## begin Information supplied

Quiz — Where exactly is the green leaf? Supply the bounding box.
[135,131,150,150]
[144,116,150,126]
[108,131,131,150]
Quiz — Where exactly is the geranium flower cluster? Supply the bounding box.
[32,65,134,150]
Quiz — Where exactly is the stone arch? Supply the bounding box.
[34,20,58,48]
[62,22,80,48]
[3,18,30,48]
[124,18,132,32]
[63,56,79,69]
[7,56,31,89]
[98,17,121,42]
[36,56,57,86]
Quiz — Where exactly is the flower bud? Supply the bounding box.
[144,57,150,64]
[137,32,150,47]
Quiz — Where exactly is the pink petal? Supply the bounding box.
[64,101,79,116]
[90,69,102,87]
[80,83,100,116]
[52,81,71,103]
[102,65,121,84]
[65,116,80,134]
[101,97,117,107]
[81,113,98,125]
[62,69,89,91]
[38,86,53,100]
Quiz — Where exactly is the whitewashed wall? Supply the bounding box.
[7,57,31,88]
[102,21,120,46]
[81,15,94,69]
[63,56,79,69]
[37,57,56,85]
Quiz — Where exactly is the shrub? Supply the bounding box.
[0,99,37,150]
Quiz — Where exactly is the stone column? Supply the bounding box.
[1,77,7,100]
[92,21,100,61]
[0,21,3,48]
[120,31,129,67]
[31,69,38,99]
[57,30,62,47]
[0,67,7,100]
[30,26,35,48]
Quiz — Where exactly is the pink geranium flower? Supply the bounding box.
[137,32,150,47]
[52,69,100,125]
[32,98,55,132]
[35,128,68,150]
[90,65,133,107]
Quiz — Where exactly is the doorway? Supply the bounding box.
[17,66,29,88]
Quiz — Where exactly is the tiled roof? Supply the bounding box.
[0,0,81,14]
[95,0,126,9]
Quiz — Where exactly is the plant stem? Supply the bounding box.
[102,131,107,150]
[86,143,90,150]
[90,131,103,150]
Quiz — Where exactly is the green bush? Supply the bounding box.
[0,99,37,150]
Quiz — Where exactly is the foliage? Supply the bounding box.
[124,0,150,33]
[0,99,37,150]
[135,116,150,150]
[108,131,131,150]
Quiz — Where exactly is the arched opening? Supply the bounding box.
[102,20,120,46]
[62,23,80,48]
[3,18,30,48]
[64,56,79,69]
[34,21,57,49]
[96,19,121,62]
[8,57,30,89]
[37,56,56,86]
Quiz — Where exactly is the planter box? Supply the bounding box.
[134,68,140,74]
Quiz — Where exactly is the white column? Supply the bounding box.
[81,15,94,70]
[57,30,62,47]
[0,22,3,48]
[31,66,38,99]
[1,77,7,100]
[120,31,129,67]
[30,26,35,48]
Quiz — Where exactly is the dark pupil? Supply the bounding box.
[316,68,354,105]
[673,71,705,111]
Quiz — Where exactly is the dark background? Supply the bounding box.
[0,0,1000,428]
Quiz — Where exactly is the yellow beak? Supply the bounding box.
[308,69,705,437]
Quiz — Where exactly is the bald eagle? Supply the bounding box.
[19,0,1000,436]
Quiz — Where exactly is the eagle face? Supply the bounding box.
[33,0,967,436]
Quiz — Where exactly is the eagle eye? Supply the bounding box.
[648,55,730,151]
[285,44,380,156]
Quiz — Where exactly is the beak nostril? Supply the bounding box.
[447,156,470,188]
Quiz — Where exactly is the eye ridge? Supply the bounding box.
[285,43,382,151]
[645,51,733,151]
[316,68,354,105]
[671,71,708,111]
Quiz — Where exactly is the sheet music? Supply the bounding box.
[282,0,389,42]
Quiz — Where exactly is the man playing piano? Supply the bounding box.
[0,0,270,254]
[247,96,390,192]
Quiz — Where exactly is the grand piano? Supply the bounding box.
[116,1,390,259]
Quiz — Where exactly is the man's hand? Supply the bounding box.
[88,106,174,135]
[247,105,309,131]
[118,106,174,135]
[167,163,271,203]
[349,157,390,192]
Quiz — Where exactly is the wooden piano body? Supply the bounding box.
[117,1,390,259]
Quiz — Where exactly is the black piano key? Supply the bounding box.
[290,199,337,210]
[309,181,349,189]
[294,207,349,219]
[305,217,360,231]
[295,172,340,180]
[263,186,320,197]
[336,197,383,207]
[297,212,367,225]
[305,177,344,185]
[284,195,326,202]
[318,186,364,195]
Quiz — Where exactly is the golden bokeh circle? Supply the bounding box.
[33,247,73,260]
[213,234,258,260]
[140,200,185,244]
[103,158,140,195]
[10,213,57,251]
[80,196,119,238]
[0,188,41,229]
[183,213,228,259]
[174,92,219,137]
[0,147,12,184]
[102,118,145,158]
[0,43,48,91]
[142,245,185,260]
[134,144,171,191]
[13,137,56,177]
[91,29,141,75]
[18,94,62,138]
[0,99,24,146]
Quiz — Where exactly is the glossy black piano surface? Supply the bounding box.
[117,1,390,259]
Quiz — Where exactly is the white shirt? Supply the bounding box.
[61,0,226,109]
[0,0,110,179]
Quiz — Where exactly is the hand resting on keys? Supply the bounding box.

## end Information supplied

*Work required*: Turn all of the rows above into a numbered list, leaving out any blank lines.

*Response to this exercise*:
1. Quiz — Where exactly is the green leaf? Supply the bounding box.
2. [135,131,150,150]
3. [144,116,150,126]
4. [108,131,131,150]
5. Quiz — Where exactly is the geranium flower cluster? Supply the bounding box.
6. [32,65,134,150]
7. Quiz — Where exactly is the stone arch? Supply the bounding box.
8. [34,20,58,48]
9. [62,22,80,48]
10. [3,18,30,48]
11. [124,18,132,32]
12. [63,56,79,69]
13. [7,56,31,89]
14. [98,17,121,42]
15. [36,56,57,86]
16. Quiz — Where exactly is the flower bud? Supply the bounding box.
17. [144,57,150,64]
18. [137,32,150,47]
19. Quiz — Where exactly is the pink petal? Supply the bounding box.
20. [64,101,79,116]
21. [90,69,102,87]
22. [80,83,100,116]
23. [52,81,71,103]
24. [102,65,121,84]
25. [65,116,80,134]
26. [101,97,117,107]
27. [81,113,98,125]
28. [62,69,89,91]
29. [38,86,53,100]
30. Quiz — Where exactly is the whitewashed wall? Supply the bounding box.
31. [7,57,31,88]
32. [102,21,120,46]
33. [81,15,94,69]
34. [63,56,79,69]
35. [37,57,56,85]
36. Quiz — Where exactly is the shrub? Supply the bounding box.
37. [0,99,37,150]
38. Quiz — Where exactly is the stone column? Supply the bounding box.
39. [1,77,7,100]
40. [92,21,100,61]
41. [0,21,3,48]
42. [120,31,129,67]
43. [31,69,38,99]
44. [57,30,62,47]
45. [0,67,7,100]
46. [30,26,35,48]
47. Quiz — Where exactly is the pink geranium flower? Supply the bounding box.
48. [137,32,150,47]
49. [52,69,100,125]
50. [32,98,55,132]
51. [35,128,68,150]
52. [90,65,133,107]
53. Quiz — Where exactly is the doorway? Supply the bounding box.
54. [17,66,29,88]
55. Quiz — Where exactly is the tiled roof? Supply the bounding box.
56. [0,0,81,14]
57. [95,0,126,9]
58. Quiz — Where exactly is the plant stem? Supply the bounding box.
59. [102,131,107,150]
60. [86,143,90,150]
61. [90,131,103,150]
62. Quiz — Where exactly is the green bush? Supply the bounding box.
63. [0,99,37,150]
64. Quiz — Where exactly is the foliage? Supply the bounding box.
65. [124,0,150,33]
66. [0,99,37,150]
67. [135,116,150,150]
68. [108,131,131,150]
69. Quiz — Where exactly is the arched opening? Supply the bounding box.
70. [102,20,120,46]
71. [62,23,80,48]
72. [3,18,30,48]
73. [64,56,79,69]
74. [34,21,57,49]
75. [96,19,121,62]
76. [8,57,30,89]
77. [37,56,56,86]
78. Quiz — Where exactly is the planter box? Supply the bounding box.
79. [134,68,140,74]
80. Quiz — Where exactly is the white column? Supply the bounding box.
81. [81,15,94,70]
82. [57,30,62,47]
83. [0,22,3,48]
84. [31,66,38,99]
85. [1,77,7,100]
86. [120,31,129,67]
87. [30,26,35,48]
88. Quiz — Where exactly is the dark pupil? Supply the bounding box.
89. [316,68,354,105]
90. [673,71,705,111]
91. Quiz — Where exactly is the dark background? Supply the bounding box.
92. [0,0,1000,428]
93. Quiz — Where exactly is the yellow beak? Supply the bounding box.
94. [308,69,705,437]
95. Quiz — Where exactly is the bald eagle? Supply the bounding box.
96. [19,0,1000,436]
97. Quiz — Where exactly is the eagle face? Supply the bounding box.
98. [33,0,967,436]
99. Quiz — Where exactly is the eagle eye? Supply the bounding box.
100. [648,55,730,151]
101. [285,44,380,156]
102. Quiz — Where exactly is the beak nostril? Supply the bounding box.
103. [447,156,470,188]
104. Quiz — Where exactly is the eye ridge? Supply the bounding box.
105. [285,43,382,151]
106. [645,51,733,151]
107. [316,68,354,105]
108. [671,71,708,111]
109. Quiz — Where exactly is the sheet music? Supply the bounding box.
110. [282,0,389,42]
111. Quiz — Where exactly is the man playing piano? Supply the bounding box.
112. [0,0,270,254]
113. [247,96,390,192]
114. Quiz — Where exactly is the grand piano? Supply the bounding box.
115. [116,1,390,259]
116. Quiz — Where exactly is the man's hand? Supply the bounding box.
117. [88,106,174,135]
118. [247,105,309,131]
119. [118,106,174,135]
120. [167,163,271,203]
121. [349,157,390,192]
122. Quiz — Where exactly is the wooden piano body? Supply the bounding box.
123. [117,1,390,259]
124. Quiz — Where exactly is the black piano key? Supply the bounding box.
125. [290,199,337,210]
126. [309,181,349,189]
127. [294,207,349,219]
128. [305,217,360,231]
129. [295,172,340,180]
130. [263,186,320,197]
131. [336,197,383,207]
132. [297,212,367,225]
133. [305,177,344,185]
134. [284,195,326,202]
135. [318,186,364,195]
136. Quiz — Where exactly is the golden bokeh circle? Supply the bounding box.
137. [33,247,73,260]
138. [213,234,258,260]
139. [140,200,185,244]
140. [103,158,140,195]
141. [10,213,57,251]
142. [80,196,119,238]
143. [0,188,41,229]
144. [183,213,228,259]
145. [174,92,219,137]
146. [0,147,12,184]
147. [102,118,145,158]
148. [0,43,48,91]
149. [142,245,185,260]
150. [134,144,171,191]
151. [13,137,56,177]
152. [91,29,141,75]
153. [18,94,62,138]
154. [0,99,24,146]
155. Quiz — Where exactly is the glossy black piano surface? Supply the bounding box.
156. [117,1,390,259]
157. Quiz — Where exactly is the white shirt? Supply the bounding box.
158. [61,0,226,109]
159. [0,0,110,179]
160. Quiz — Where exactly is the hand resting on keys? Supply the bounding box.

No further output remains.